┌─ INPUT RECORDS

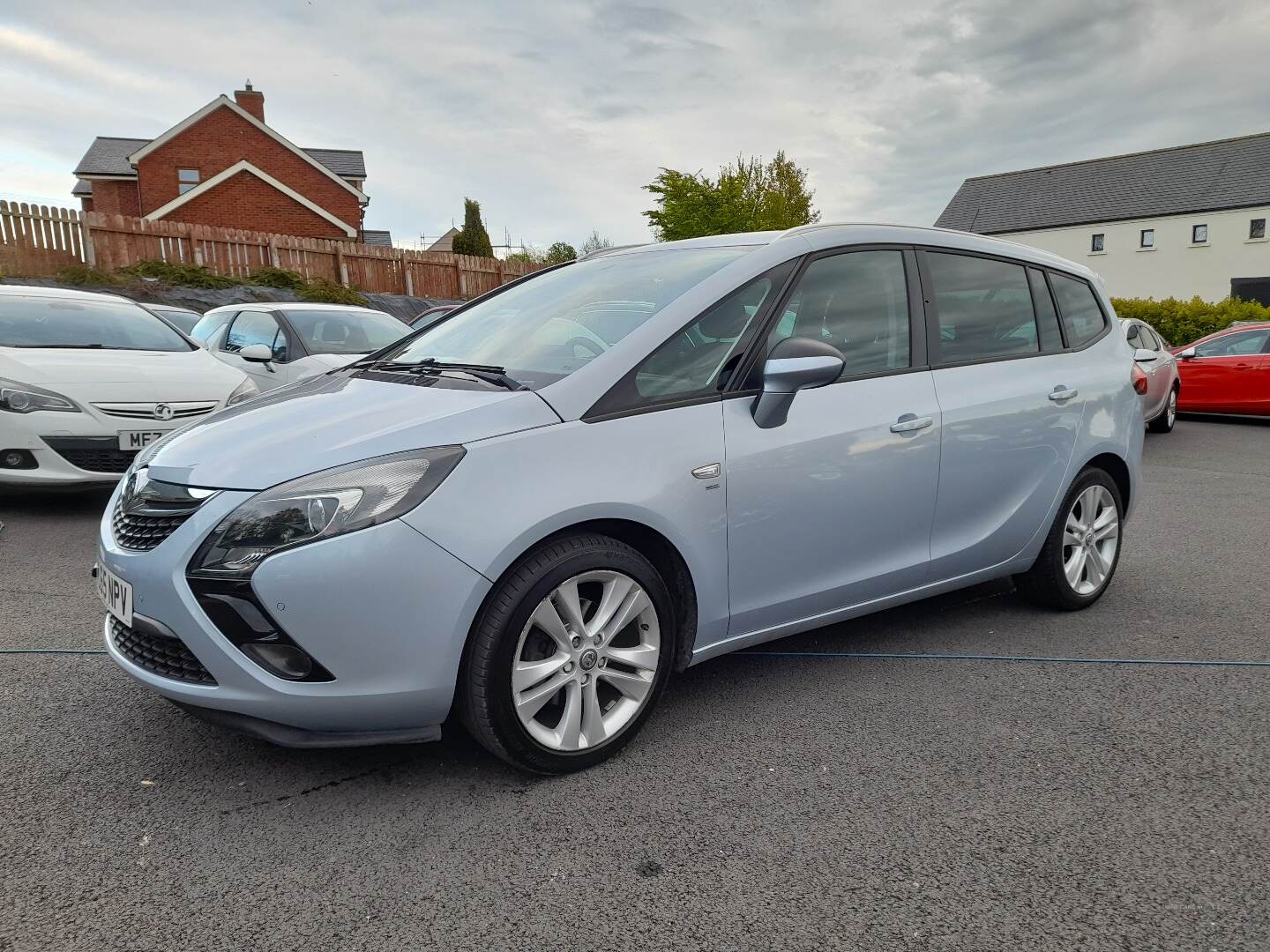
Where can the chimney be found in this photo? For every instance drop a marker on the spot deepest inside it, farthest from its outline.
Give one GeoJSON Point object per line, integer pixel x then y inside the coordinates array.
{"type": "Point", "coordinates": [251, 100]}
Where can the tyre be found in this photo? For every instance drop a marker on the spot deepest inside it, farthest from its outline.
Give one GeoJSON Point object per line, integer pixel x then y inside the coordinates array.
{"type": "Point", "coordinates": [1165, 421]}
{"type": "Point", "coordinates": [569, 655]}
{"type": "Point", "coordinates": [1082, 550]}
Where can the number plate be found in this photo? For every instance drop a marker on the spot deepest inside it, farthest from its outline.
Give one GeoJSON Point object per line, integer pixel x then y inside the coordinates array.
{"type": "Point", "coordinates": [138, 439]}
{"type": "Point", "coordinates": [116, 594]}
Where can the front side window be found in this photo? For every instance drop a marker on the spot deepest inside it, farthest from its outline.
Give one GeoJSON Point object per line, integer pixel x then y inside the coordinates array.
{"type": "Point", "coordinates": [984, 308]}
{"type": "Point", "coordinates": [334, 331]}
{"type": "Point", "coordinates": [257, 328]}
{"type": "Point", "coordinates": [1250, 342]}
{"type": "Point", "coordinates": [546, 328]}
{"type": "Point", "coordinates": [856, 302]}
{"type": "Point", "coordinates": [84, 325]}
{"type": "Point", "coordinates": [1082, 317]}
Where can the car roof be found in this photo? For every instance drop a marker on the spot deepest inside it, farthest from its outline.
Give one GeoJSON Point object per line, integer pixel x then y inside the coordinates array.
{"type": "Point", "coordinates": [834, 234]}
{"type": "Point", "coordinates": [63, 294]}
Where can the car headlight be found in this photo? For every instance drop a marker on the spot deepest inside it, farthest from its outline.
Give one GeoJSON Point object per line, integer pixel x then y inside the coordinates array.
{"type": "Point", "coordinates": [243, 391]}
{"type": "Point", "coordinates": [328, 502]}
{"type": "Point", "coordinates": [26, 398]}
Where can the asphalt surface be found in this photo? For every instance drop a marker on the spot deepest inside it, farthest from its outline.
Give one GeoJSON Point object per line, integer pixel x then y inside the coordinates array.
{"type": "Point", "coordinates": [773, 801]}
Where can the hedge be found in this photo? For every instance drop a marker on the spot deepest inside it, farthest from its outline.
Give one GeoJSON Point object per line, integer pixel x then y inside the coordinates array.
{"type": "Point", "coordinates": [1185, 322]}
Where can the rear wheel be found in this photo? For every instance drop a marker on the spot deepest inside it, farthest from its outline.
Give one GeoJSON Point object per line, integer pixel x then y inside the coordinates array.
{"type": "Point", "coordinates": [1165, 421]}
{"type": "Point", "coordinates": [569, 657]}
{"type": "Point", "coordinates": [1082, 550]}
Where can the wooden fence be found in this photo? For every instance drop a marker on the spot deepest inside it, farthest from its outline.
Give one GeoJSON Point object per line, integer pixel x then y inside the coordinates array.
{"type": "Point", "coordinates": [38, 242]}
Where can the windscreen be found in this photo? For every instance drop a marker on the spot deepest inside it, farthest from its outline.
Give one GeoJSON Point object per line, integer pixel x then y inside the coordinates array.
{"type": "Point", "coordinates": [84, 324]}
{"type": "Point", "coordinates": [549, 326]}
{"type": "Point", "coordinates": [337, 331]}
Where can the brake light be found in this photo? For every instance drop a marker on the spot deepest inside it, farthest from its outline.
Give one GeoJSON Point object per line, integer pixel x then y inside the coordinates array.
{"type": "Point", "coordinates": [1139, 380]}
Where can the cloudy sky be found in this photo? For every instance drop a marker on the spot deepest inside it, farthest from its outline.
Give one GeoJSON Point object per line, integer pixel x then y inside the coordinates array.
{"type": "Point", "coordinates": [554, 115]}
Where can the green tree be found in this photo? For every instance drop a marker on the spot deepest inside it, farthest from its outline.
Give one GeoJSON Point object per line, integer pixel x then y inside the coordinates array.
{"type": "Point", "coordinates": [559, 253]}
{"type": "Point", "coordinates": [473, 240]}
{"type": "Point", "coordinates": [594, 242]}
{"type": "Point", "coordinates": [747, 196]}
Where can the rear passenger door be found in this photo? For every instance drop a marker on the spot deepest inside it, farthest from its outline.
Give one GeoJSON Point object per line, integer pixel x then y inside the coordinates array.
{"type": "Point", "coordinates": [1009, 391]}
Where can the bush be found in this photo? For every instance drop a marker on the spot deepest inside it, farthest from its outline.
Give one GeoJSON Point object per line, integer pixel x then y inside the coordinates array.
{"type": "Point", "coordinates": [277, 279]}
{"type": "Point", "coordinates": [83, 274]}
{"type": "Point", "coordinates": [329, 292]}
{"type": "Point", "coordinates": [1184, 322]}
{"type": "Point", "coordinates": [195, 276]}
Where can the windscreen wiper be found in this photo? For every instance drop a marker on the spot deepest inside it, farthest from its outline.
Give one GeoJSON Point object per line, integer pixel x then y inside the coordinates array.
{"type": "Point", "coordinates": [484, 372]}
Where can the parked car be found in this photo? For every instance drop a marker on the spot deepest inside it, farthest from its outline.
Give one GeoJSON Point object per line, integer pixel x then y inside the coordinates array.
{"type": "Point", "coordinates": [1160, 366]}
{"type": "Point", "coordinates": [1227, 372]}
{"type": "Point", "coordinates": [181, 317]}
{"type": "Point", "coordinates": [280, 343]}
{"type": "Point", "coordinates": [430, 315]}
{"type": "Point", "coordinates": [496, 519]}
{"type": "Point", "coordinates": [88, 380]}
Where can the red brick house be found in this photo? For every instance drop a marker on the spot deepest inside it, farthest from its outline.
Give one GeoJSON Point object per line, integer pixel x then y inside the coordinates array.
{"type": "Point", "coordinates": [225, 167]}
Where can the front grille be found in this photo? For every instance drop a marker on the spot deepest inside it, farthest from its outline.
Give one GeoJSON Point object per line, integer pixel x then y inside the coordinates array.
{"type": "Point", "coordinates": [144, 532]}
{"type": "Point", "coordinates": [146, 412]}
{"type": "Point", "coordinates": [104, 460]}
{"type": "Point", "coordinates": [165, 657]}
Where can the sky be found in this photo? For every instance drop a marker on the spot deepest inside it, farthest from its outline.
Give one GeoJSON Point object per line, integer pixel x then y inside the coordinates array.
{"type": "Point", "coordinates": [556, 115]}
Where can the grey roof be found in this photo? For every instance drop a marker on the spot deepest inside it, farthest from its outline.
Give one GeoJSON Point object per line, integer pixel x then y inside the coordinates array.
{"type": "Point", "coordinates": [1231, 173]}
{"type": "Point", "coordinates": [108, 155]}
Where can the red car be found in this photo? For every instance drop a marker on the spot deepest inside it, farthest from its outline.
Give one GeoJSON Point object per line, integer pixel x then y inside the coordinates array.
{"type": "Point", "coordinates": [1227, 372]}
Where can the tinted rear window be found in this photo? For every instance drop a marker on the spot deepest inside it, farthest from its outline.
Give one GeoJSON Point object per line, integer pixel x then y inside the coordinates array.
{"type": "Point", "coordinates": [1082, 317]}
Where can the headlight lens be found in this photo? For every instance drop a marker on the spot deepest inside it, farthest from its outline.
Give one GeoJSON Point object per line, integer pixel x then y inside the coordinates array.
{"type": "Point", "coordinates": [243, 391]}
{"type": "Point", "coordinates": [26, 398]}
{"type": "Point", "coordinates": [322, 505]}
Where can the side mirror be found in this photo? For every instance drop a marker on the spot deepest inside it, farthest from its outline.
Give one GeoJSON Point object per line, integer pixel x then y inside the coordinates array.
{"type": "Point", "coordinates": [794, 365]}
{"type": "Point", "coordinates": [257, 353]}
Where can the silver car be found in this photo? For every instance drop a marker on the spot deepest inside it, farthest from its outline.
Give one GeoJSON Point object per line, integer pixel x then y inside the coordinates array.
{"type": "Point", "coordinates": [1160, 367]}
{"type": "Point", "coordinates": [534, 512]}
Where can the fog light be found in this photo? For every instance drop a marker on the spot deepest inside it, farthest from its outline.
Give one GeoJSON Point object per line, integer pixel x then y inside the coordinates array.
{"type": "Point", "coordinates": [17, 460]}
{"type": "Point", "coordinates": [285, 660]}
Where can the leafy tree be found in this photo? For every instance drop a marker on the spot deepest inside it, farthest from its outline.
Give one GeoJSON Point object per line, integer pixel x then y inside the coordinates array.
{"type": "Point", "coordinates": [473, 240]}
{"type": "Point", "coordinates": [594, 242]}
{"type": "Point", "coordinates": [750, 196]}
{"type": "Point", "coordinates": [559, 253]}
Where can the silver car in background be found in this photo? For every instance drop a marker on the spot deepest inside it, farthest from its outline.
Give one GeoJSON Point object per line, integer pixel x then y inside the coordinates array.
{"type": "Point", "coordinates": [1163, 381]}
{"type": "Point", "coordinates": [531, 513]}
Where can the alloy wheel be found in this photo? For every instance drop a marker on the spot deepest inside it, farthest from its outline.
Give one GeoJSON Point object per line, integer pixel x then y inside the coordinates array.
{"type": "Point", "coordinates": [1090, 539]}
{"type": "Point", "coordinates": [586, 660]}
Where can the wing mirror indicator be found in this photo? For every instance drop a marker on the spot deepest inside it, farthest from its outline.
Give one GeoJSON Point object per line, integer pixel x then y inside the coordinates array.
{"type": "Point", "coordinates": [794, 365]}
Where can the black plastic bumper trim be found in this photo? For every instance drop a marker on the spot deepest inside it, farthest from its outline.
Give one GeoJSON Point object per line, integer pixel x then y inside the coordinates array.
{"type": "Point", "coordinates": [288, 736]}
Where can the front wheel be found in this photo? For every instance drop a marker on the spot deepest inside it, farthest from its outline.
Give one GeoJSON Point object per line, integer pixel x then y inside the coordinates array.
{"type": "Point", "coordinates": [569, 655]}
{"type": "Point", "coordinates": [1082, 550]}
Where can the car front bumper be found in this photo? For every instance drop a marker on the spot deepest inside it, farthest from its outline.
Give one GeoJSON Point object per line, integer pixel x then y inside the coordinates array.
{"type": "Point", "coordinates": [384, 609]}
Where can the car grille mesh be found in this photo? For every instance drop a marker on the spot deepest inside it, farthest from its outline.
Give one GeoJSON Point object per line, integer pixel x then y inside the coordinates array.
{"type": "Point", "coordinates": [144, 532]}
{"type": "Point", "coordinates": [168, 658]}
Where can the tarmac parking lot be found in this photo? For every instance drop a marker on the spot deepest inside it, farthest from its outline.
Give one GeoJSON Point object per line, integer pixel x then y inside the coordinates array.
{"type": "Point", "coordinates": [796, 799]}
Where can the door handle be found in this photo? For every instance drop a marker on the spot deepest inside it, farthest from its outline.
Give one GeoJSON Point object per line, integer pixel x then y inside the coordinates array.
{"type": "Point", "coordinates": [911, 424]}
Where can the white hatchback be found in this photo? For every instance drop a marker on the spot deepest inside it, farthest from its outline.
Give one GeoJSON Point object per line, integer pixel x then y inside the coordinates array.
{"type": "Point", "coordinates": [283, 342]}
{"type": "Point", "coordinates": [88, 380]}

└─

■ GOAL OF THE EXERCISE: Pull together all lines from the data that mention the word "door".

■ RESULT BELOW:
Where can the rear passenger door be found in this photo? For every instance drop a marker on the spot deepest inside it, farthest from its outline.
Where can the door handle be found in this photo? For every instance drop a marker on the spot deepest inside it, farthest from its outline.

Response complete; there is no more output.